──────── Material

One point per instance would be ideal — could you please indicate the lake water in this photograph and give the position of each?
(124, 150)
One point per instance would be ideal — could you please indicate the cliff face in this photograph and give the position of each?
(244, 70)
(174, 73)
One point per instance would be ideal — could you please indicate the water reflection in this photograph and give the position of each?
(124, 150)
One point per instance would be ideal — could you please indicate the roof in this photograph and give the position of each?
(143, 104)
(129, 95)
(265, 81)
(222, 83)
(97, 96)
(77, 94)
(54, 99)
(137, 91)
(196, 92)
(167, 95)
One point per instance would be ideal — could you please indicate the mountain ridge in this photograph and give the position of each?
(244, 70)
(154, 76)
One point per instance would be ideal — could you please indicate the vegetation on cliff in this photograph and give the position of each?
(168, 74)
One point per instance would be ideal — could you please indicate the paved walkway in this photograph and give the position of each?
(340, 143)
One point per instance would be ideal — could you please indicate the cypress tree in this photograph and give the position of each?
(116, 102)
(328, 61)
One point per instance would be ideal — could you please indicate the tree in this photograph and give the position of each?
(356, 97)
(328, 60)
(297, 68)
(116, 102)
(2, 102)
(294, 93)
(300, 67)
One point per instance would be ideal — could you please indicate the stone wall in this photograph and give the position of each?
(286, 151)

────────────────

◆ What is being asked ◆
Rewrite all of the rows above, changing "position" to "location" wherever it appears and keeping everything else the same.

◆ Result of the task ◆
One point per instance would be ideal — could you please indicate the lake water in this photograph and give the location of each?
(124, 150)
One point per instance would be ideal — could you please indicate the cliff face in this photograph and give the location of each?
(244, 70)
(174, 73)
One point per instance would be ideal — could you please indicate the water reflection in this photograph and give the location of each?
(124, 150)
One point per instance would be ideal — could you please indicate the roof in this photograph and give the location of each?
(143, 104)
(129, 95)
(265, 81)
(222, 83)
(97, 96)
(77, 94)
(54, 99)
(137, 91)
(196, 92)
(167, 95)
One point per instance would be ideal — could you please indicate the mountain ridge in this photograph and give the location of each?
(244, 70)
(154, 76)
One point per instance would be ideal — could you please indicate the vegetation on cliff in this photograph and give the location of each?
(168, 74)
One point per instance would be ideal — could you please indicate the paved walkway in this photograph and give the location of each?
(340, 143)
One point per instance would be ideal — could you please indicate the cypress tree in this photograph and give the location of each?
(116, 102)
(328, 61)
One point per instance would be ideal — could you please indicate the tree in this photograph and give the location of each?
(356, 97)
(328, 60)
(297, 68)
(116, 102)
(2, 102)
(294, 93)
(300, 67)
One point per instance would be ideal — could you please indicate the stone wall in this photograph and give the location of each?
(286, 151)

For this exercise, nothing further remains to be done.